__Task statement__
Rewrite all the records below as a Markdown table with the columns "Row" and "Line," giving each line its own number and skipping blank lines. Leave the pictures out.

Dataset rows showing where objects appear

........

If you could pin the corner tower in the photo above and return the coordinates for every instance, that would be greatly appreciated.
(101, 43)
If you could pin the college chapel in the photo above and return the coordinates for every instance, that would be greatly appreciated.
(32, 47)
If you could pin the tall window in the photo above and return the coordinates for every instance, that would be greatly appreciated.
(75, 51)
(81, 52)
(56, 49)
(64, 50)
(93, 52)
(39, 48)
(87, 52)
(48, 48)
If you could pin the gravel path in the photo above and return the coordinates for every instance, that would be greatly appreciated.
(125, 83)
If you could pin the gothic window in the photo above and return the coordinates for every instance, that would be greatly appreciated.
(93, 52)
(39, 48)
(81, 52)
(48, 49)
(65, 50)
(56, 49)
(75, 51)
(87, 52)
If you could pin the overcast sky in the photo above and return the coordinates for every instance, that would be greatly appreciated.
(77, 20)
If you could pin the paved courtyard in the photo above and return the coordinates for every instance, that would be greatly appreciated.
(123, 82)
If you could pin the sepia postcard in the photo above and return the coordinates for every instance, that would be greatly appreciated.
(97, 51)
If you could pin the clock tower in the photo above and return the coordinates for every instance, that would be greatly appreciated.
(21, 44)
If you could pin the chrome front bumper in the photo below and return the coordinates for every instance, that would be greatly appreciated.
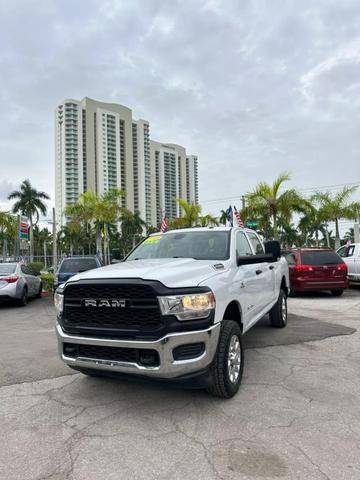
(168, 367)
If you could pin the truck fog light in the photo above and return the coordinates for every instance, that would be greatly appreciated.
(149, 358)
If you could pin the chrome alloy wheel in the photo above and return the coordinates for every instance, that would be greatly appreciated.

........

__Finished task__
| Row | Line |
|---|---|
| 1 | If you could pin the corner tower in the photo above and return the coordinates for every instance, that would be greatly appreciated. |
| 2 | (101, 43) |
| 3 | If you could pin the college chapel in the photo above and return the coordinates for every instance, that would be greatly appreciated. |
| 4 | (32, 47) |
| 5 | If you could pin the tall window in the photo above and return the coordinates for every instance, that would be greatly appreciated. |
| 6 | (75, 51) |
| 7 | (81, 52) |
| 8 | (56, 49) |
| 9 | (64, 50) |
| 10 | (93, 52) |
| 11 | (39, 48) |
| 12 | (87, 52) |
| 13 | (48, 48) |
| 14 | If you could pin the gravel path in the photo above and return the coordinates for every instance, that would be greatly appreciated. |
| 15 | (125, 83) |
| 16 | If you could pin the gothic window in the photo above and return the coordinates for every instance, that would be greatly appreciated. |
| 17 | (93, 52) |
| 18 | (39, 48) |
| 19 | (81, 52) |
| 20 | (48, 49) |
| 21 | (65, 50) |
| 22 | (56, 49) |
| 23 | (75, 51) |
| 24 | (87, 52) |
| 25 | If you could pin the overcast sky in the photo above and return the coordinates for every instance, that would be greatly appreciated. |
| 26 | (77, 20) |
| 27 | If you could pin the paved courtyard in the photo above and return the coordinates for every instance, that would be greatly appreciated. |
| 28 | (123, 82) |
| 29 | If you could pin the sepia postcard in the photo above and return the coordinates for every instance, that would be greatly appreciated. |
| 30 | (97, 51) |
| 31 | If you could pin the clock tower in the photo above and return the coordinates for every instance, that would be greatly appreciated. |
| 32 | (21, 44) |
| 33 | If you could pin the chrome front bumper in the photo below and return the coordinates for every instance, that would be greatly appreciated. |
| 34 | (168, 367) |
| 35 | If you could pin the truck fog light in the photo above and return the coordinates for every instance, that would be greatly appreciated. |
| 36 | (149, 358) |
| 37 | If you could pin the chrome alloy wheel in the photo above and return the coordinates for every instance, that would be greatly appreciated. |